---------- Supplied records

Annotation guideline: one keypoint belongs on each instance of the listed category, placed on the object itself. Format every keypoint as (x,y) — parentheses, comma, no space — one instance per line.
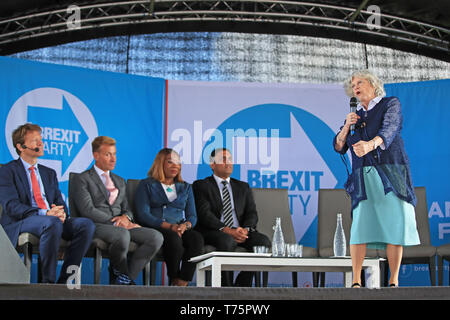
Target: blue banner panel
(426,134)
(73,106)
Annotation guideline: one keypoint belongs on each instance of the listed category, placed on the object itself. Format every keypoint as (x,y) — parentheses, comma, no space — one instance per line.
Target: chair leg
(322,279)
(257,275)
(294,279)
(39,269)
(152,272)
(432,269)
(316,276)
(146,274)
(440,263)
(27,256)
(97,265)
(386,273)
(265,278)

--------------------

# Task details
Would you copy out the material above exactly, without the pictures in it?

# Answer space
Annotation guideline: one keypoint belongs on each instance of the listed category, placed on the object itself. Format every keypoint as (x,y) — parentheses, comma, no space — one instance per line.
Target: blue banner panel
(426,134)
(73,106)
Annotation guideline: one keypoint belongs on each instance of the listed category, placed on the object itself. Format every keypoint as (x,y) — parentheses, comma, no space — one instance per line.
Target: chair leg
(322,279)
(257,275)
(294,279)
(39,269)
(152,272)
(432,269)
(316,276)
(146,274)
(440,263)
(27,256)
(97,265)
(386,273)
(265,278)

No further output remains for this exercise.